Maurizio Crosetti, la Repubblica 22/12/2015, 22 dicembre 2015
COSI’ L’IMPERATORE SEPP HA TRASCINATO LE ROI
È una storia malata, una caduta in sincrono, come i due tuffatori che precipitano insieme con identico movimento. È il tempio che Sansone, morendo, trascina addosso a ogni filisteo e qui Sansone è un colonnello svizzero di ottant’anni, forse troppi per durare ancora, non per non sapere come si uccide il nemico che ti vuole uccidere. È un bieco regolamento di conti, però adesso il conto lo pagano insieme, Blatter e Platini, forse persino più Platini di Blatter.
Il passato di Blatter pareva eterno, o era solo una specie di presente inattaccabile e infinito. E il futuro di Platini sembrava ineludibile, inevitabile. Il tempo di Blatter s’è fermato a maggio, dopo la retata di Zurigo, quando Platini si illuse di avere ammazzato il padre; non sapeva, Michel, che quattro mesi più tardi anche la sua stagione si sarebbe incenerita. L’inventore del fair-play finanziario tolto di mezzo da una bieca faccenda di soldi. Presi proprio dal padre, dal vecchio Sepp, una paghetta postuma da due milioni di franchi: senza contratto, sulla parola, saldati con 9 anni di ritardo. Neppure un bambino ci avrebbe creduto.

**Consegna:**
Nel testo su Blatter e Platini, quanto vale la somma che Platini ricevette da Blatter?

**Dati di puntamento per espressioni referenziali:**
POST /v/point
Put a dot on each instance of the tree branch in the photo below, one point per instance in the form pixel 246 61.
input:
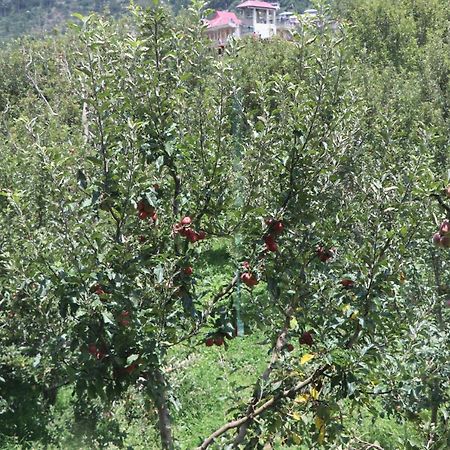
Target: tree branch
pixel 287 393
==
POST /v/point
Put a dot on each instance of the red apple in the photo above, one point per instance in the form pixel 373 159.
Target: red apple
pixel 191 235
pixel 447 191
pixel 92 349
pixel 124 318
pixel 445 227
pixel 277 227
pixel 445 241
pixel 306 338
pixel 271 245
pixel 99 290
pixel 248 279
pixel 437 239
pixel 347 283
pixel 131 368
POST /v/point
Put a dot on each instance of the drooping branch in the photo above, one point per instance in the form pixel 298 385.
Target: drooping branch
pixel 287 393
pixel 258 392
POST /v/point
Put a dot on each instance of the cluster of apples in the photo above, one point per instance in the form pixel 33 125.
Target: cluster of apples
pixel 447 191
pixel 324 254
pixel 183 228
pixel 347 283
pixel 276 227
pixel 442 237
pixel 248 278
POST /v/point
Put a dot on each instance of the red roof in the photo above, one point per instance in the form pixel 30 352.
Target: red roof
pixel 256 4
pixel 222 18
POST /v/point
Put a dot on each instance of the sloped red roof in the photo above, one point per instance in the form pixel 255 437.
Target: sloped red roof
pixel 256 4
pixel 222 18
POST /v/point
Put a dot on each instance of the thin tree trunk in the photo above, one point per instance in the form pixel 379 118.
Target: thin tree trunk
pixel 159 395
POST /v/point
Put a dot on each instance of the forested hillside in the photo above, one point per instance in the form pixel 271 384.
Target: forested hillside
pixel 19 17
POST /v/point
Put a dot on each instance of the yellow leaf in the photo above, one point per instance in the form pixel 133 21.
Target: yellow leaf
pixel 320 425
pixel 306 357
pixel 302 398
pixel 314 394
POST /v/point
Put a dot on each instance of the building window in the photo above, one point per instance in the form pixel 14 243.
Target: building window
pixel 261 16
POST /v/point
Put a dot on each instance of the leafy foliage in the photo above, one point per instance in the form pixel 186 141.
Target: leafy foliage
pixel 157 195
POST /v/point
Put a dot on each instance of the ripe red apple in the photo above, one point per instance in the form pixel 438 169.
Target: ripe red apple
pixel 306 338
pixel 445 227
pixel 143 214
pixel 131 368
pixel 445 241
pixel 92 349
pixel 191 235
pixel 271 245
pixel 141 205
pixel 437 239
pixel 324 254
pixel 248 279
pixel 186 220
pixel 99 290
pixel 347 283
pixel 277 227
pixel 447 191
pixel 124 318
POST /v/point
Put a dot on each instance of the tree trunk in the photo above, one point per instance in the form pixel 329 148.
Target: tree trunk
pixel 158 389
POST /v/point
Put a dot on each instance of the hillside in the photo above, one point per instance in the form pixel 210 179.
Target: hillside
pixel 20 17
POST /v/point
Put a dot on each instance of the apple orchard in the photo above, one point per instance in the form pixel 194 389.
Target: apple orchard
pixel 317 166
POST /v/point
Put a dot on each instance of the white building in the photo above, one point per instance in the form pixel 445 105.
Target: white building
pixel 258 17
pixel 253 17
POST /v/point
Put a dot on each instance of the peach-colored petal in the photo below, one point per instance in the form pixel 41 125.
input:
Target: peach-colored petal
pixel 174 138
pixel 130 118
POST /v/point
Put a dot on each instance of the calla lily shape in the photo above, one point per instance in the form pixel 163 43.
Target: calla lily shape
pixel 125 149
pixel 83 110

**Spazio risposta:**
Due milioni di franchi.